**Task:**
In the account of the wounded Marine below, in what city and country was the writer serving as a Combat Flight Medic in 2006?

**Text:**
□ □ □ □ □ □ □

Just after a month of being downrange in Balad, Iraq, in 2006, where I was a Combat Flight Medic, I received a wounded Marine via Medivac. I immediately noticed his praying hands, which were wrapped with a rosary and resting on his left pectoral. Upon further inspection, I saw that his body was riddled with shrapnel, that he had a gunshot wound, and that he had burns on 30 percent of his face and body. Although I will never forget his battered and beaten body, it was his need for his mother that to this day holds a deep place in my heart.
I have always treated the whole person, not just the wounds of my patients, but this particular Marine needed more than my medic abilities. He was intubated, because his wounds wouldn’t allow him to breathe on his own, and he was in severe pain, all the while being fully awake. Because he was frightened, I stayed by his bedside. Regardless of whether I was working on him, I kept vigil, holding his hand, smoothing back his hair, and telling him stories to keep his mind off the pain. When we reached the point where there was nothing further we could do to save him, I sang him a lullaby, as his mother would have done to ease the demons of the night when he was little. Just before he passed, I saw a single tear fall from his young eyes. I could not save him, but I vowed to live my life for us both. My accomplishments would not be mine; they would be ours. My love, sadness, and joy would also be ours.
I decided that everything I did I would do for all those I carried with me as well as for myself. To this day, I may be weighed down by thoughts of those I lost, and I still feel the pain of loss, but I also feel honored to have their memories with me. They give me strength to carry on when things get tough. They remind me that life is worth fighting for. That we are worth fighting for.
Melissa Weidner spent seven and a half years in the U.S. Air Force as a Flight Medic. She worked as an Advance Trauma Life Support both in the air and on the ground. She is a fifth year UCSB senior graduating this spring with a BA in Psychology and a minor in Applied Psychology.
This Voice was originally submitted in 2019, and the link was re-posted in 2021.

□ □ □ □ □ □ □

**Information:**
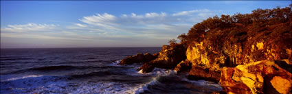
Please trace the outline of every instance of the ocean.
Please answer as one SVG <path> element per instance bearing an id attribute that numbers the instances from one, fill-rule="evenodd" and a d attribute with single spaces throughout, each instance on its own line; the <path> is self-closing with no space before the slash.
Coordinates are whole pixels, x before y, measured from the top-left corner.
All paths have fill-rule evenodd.
<path id="1" fill-rule="evenodd" d="M 142 63 L 117 64 L 137 53 L 161 47 L 1 49 L 1 93 L 212 93 L 222 89 L 187 73 L 155 68 L 141 73 Z"/>

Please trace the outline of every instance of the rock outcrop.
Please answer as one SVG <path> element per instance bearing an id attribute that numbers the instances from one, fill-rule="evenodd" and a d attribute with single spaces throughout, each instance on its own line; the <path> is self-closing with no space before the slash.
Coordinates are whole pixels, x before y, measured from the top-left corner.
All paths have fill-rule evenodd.
<path id="1" fill-rule="evenodd" d="M 209 18 L 137 71 L 174 68 L 190 80 L 220 80 L 227 93 L 291 93 L 291 15 L 287 7 Z"/>
<path id="2" fill-rule="evenodd" d="M 224 67 L 220 84 L 228 93 L 291 93 L 292 75 L 287 71 L 291 69 L 289 60 Z"/>
<path id="3" fill-rule="evenodd" d="M 122 59 L 119 64 L 131 64 L 138 62 L 146 62 L 156 59 L 157 56 L 158 54 L 154 54 L 153 55 L 149 53 L 146 53 L 145 54 L 137 54 L 135 56 L 128 56 Z"/>
<path id="4" fill-rule="evenodd" d="M 137 71 L 148 73 L 152 71 L 154 67 L 173 69 L 177 64 L 186 60 L 186 48 L 184 44 L 164 45 L 157 58 L 143 64 Z"/>

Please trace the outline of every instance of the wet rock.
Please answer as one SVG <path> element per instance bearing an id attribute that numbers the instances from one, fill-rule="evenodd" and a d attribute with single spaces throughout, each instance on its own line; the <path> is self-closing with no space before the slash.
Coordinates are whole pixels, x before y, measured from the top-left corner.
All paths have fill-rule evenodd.
<path id="1" fill-rule="evenodd" d="M 179 62 L 177 67 L 175 68 L 175 71 L 176 71 L 178 73 L 183 71 L 190 71 L 192 69 L 192 63 L 190 61 L 181 61 Z"/>
<path id="2" fill-rule="evenodd" d="M 186 60 L 186 47 L 184 44 L 164 45 L 158 57 L 152 61 L 144 64 L 138 70 L 143 73 L 152 71 L 153 67 L 162 69 L 173 69 L 177 64 Z M 150 69 L 147 69 L 147 68 Z M 147 70 L 147 71 L 146 71 Z"/>
<path id="3" fill-rule="evenodd" d="M 151 72 L 154 69 L 154 66 L 152 63 L 146 62 L 143 64 L 142 67 L 137 69 L 137 71 L 140 73 L 149 73 Z"/>
<path id="4" fill-rule="evenodd" d="M 146 53 L 145 54 L 137 54 L 135 56 L 128 56 L 122 59 L 119 64 L 131 64 L 133 63 L 149 62 L 157 58 L 157 54 L 154 54 L 153 55 L 151 55 L 149 53 Z"/>
<path id="5" fill-rule="evenodd" d="M 290 64 L 290 60 L 282 62 Z M 235 68 L 221 70 L 220 84 L 223 91 L 233 93 L 289 93 L 291 91 L 292 75 L 279 66 L 280 61 L 262 60 Z M 290 64 L 289 64 L 290 65 Z"/>
<path id="6" fill-rule="evenodd" d="M 218 71 L 210 70 L 205 67 L 193 66 L 190 70 L 188 79 L 193 80 L 205 80 L 218 82 L 221 73 Z"/>

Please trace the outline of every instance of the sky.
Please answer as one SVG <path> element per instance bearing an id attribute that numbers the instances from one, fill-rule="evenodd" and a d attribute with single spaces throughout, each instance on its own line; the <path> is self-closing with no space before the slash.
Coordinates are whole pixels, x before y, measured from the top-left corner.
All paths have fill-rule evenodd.
<path id="1" fill-rule="evenodd" d="M 1 1 L 1 48 L 161 47 L 209 17 L 284 8 L 291 3 L 291 1 Z"/>

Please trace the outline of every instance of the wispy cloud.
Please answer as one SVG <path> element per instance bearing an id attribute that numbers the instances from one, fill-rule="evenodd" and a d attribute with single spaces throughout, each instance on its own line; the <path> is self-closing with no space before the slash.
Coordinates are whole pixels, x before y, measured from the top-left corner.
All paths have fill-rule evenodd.
<path id="1" fill-rule="evenodd" d="M 148 12 L 144 14 L 109 13 L 81 16 L 80 22 L 71 25 L 27 23 L 8 25 L 1 27 L 3 38 L 34 38 L 50 40 L 87 41 L 108 45 L 166 44 L 179 34 L 187 33 L 196 23 L 218 12 L 210 10 L 192 10 L 175 13 Z M 91 42 L 89 42 L 91 41 Z M 62 44 L 58 43 L 59 44 Z M 116 45 L 111 45 L 111 44 Z M 129 45 L 135 46 L 136 45 Z"/>
<path id="2" fill-rule="evenodd" d="M 172 16 L 184 16 L 184 15 L 190 15 L 194 13 L 206 13 L 206 12 L 212 12 L 210 10 L 204 9 L 204 10 L 192 10 L 189 11 L 182 11 L 179 12 L 175 14 L 172 14 Z"/>
<path id="3" fill-rule="evenodd" d="M 8 25 L 1 27 L 1 32 L 43 32 L 55 29 L 56 25 L 27 23 L 25 25 Z"/>

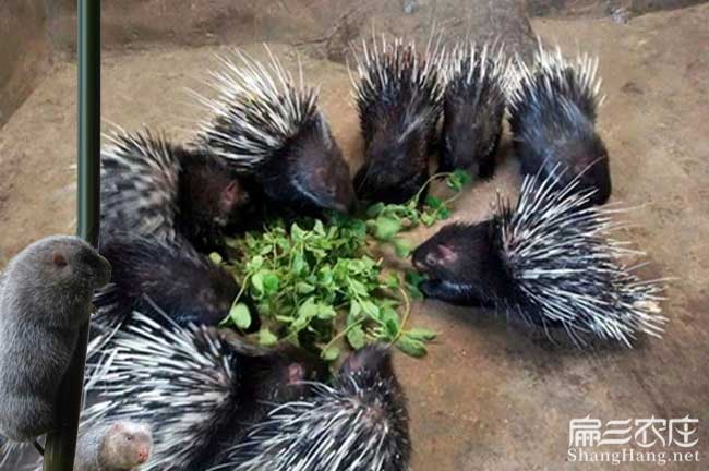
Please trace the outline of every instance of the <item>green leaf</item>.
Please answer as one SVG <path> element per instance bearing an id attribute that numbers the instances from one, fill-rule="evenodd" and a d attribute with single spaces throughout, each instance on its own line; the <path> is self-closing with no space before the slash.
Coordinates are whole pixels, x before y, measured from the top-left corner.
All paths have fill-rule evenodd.
<path id="1" fill-rule="evenodd" d="M 293 255 L 293 268 L 292 268 L 293 274 L 301 275 L 307 270 L 308 270 L 308 263 L 305 262 L 305 258 L 303 258 L 303 255 L 300 253 Z"/>
<path id="2" fill-rule="evenodd" d="M 421 222 L 423 222 L 426 227 L 431 227 L 436 222 L 436 218 L 432 214 L 421 213 Z"/>
<path id="3" fill-rule="evenodd" d="M 264 287 L 263 287 L 263 279 L 266 273 L 264 270 L 256 271 L 252 277 L 251 277 L 251 286 L 259 292 L 263 293 L 264 292 Z"/>
<path id="4" fill-rule="evenodd" d="M 405 239 L 394 239 L 394 251 L 396 252 L 396 256 L 399 258 L 408 258 L 411 255 L 411 252 L 413 252 L 413 247 L 411 246 L 411 242 L 405 240 Z"/>
<path id="5" fill-rule="evenodd" d="M 264 347 L 272 347 L 278 343 L 278 337 L 267 328 L 262 328 L 259 330 L 259 343 Z"/>
<path id="6" fill-rule="evenodd" d="M 261 269 L 262 266 L 263 266 L 263 257 L 261 255 L 256 255 L 252 257 L 251 261 L 249 261 L 249 263 L 247 264 L 247 269 L 249 269 L 249 271 L 256 271 Z"/>
<path id="7" fill-rule="evenodd" d="M 328 347 L 323 350 L 320 357 L 328 362 L 333 362 L 339 358 L 339 349 L 337 347 Z"/>
<path id="8" fill-rule="evenodd" d="M 387 288 L 396 289 L 400 286 L 400 280 L 398 275 L 390 273 L 387 277 L 386 280 L 384 281 Z"/>
<path id="9" fill-rule="evenodd" d="M 335 311 L 335 307 L 332 305 L 327 304 L 316 304 L 317 305 L 317 318 L 321 321 L 329 321 L 335 318 L 337 315 L 337 311 Z"/>
<path id="10" fill-rule="evenodd" d="M 436 338 L 436 333 L 425 328 L 412 328 L 407 330 L 407 337 L 420 341 L 431 341 Z"/>
<path id="11" fill-rule="evenodd" d="M 423 293 L 419 289 L 419 286 L 428 279 L 425 275 L 421 275 L 417 271 L 407 271 L 405 275 L 406 279 L 406 289 L 413 299 L 423 299 Z"/>
<path id="12" fill-rule="evenodd" d="M 274 294 L 278 291 L 280 280 L 274 273 L 269 273 L 263 278 L 263 290 L 266 294 Z"/>
<path id="13" fill-rule="evenodd" d="M 300 228 L 296 222 L 290 227 L 290 237 L 295 241 L 302 241 L 305 238 L 307 232 Z"/>
<path id="14" fill-rule="evenodd" d="M 401 336 L 396 342 L 396 346 L 406 354 L 411 357 L 421 358 L 426 353 L 425 346 L 422 341 L 412 339 L 407 336 Z"/>
<path id="15" fill-rule="evenodd" d="M 362 311 L 370 317 L 380 316 L 380 309 L 372 301 L 362 301 Z"/>
<path id="16" fill-rule="evenodd" d="M 375 221 L 374 237 L 378 240 L 388 241 L 401 229 L 401 221 L 392 217 L 380 216 Z"/>
<path id="17" fill-rule="evenodd" d="M 359 350 L 366 345 L 366 336 L 361 326 L 354 326 L 347 333 L 347 341 L 354 349 Z"/>
<path id="18" fill-rule="evenodd" d="M 443 200 L 437 198 L 437 197 L 432 196 L 432 195 L 428 195 L 425 197 L 425 204 L 426 204 L 426 206 L 430 206 L 433 209 L 438 209 L 440 207 L 443 206 Z"/>
<path id="19" fill-rule="evenodd" d="M 317 305 L 314 302 L 314 298 L 308 298 L 308 300 L 298 307 L 298 317 L 310 319 L 317 315 Z"/>
<path id="20" fill-rule="evenodd" d="M 447 178 L 446 183 L 448 188 L 452 190 L 459 192 L 462 190 L 465 185 L 470 183 L 472 178 L 470 177 L 470 172 L 464 169 L 457 169 L 450 176 Z"/>
<path id="21" fill-rule="evenodd" d="M 384 209 L 384 203 L 376 203 L 366 208 L 366 216 L 370 218 L 377 217 Z"/>
<path id="22" fill-rule="evenodd" d="M 237 303 L 229 310 L 229 319 L 240 329 L 247 329 L 251 325 L 251 313 L 244 303 Z"/>
<path id="23" fill-rule="evenodd" d="M 310 294 L 313 291 L 315 291 L 315 287 L 312 286 L 311 283 L 299 281 L 296 283 L 296 291 L 298 292 L 298 294 Z"/>

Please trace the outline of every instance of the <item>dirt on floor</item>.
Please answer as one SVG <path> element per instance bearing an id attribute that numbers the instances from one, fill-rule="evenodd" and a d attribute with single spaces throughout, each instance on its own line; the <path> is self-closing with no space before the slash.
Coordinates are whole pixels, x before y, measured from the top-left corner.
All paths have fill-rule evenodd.
<path id="1" fill-rule="evenodd" d="M 567 461 L 569 421 L 699 419 L 699 463 L 709 459 L 709 4 L 653 13 L 628 23 L 612 19 L 536 20 L 534 32 L 601 58 L 608 98 L 599 129 L 611 155 L 614 202 L 623 237 L 649 254 L 647 276 L 673 278 L 662 340 L 633 350 L 556 347 L 508 327 L 489 312 L 435 301 L 416 303 L 412 318 L 440 331 L 423 360 L 397 355 L 410 401 L 413 470 L 611 469 Z M 290 47 L 272 45 L 293 64 Z M 247 49 L 256 57 L 261 46 Z M 204 110 L 187 88 L 208 93 L 205 71 L 218 47 L 149 48 L 104 59 L 103 110 L 108 123 L 142 125 L 189 140 Z M 359 165 L 361 138 L 347 69 L 303 58 L 309 82 L 335 136 Z M 72 230 L 75 196 L 75 68 L 59 64 L 0 130 L 0 264 L 31 241 Z M 518 165 L 503 143 L 495 179 L 476 183 L 455 220 L 490 214 L 495 192 L 514 195 Z M 423 240 L 434 229 L 420 231 Z M 624 463 L 622 469 L 657 464 Z"/>

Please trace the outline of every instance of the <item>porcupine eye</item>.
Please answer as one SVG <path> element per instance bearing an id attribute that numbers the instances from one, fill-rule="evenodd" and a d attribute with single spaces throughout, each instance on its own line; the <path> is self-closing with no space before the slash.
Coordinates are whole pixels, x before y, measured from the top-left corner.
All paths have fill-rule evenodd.
<path id="1" fill-rule="evenodd" d="M 445 244 L 438 244 L 425 256 L 425 263 L 430 266 L 448 266 L 458 259 L 458 254 Z"/>
<path id="2" fill-rule="evenodd" d="M 55 251 L 51 253 L 51 263 L 57 267 L 57 268 L 63 268 L 67 265 L 69 265 L 69 262 L 67 261 L 67 256 L 62 254 L 61 252 Z"/>
<path id="3" fill-rule="evenodd" d="M 298 363 L 288 365 L 288 384 L 296 384 L 305 379 L 305 371 L 303 366 Z"/>

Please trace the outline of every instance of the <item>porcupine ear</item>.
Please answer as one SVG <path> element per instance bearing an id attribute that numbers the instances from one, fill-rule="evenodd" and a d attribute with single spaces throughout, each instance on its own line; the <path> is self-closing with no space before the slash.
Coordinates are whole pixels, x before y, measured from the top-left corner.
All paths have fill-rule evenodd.
<path id="1" fill-rule="evenodd" d="M 69 262 L 67 262 L 67 256 L 57 250 L 51 253 L 51 263 L 55 264 L 55 266 L 58 268 L 63 268 L 69 265 Z"/>
<path id="2" fill-rule="evenodd" d="M 374 343 L 351 353 L 340 366 L 338 375 L 347 377 L 370 371 L 382 372 L 387 376 L 394 374 L 392 354 L 383 343 Z"/>

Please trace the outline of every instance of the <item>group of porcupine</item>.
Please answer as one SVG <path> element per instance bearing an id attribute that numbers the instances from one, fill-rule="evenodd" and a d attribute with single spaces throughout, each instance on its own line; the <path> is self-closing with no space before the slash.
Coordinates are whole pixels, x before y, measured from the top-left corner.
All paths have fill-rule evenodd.
<path id="1" fill-rule="evenodd" d="M 505 113 L 520 195 L 414 251 L 423 293 L 579 345 L 661 334 L 662 287 L 623 264 L 633 252 L 610 239 L 612 212 L 600 207 L 611 180 L 596 60 L 567 61 L 541 41 L 531 65 L 489 45 L 364 41 L 353 82 L 365 158 L 351 179 L 315 89 L 268 56 L 220 58 L 216 98 L 200 97 L 213 116 L 190 145 L 119 131 L 104 148 L 99 250 L 113 276 L 95 298 L 88 390 L 98 402 L 82 427 L 148 423 L 145 470 L 407 470 L 408 413 L 388 350 L 350 354 L 328 382 L 299 348 L 216 329 L 240 287 L 205 254 L 263 207 L 323 217 L 358 198 L 409 201 L 432 154 L 442 171 L 492 178 Z M 259 327 L 254 316 L 247 330 Z"/>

□ □ □ □ □ □ □

**Response box:**
Balad, Iraq.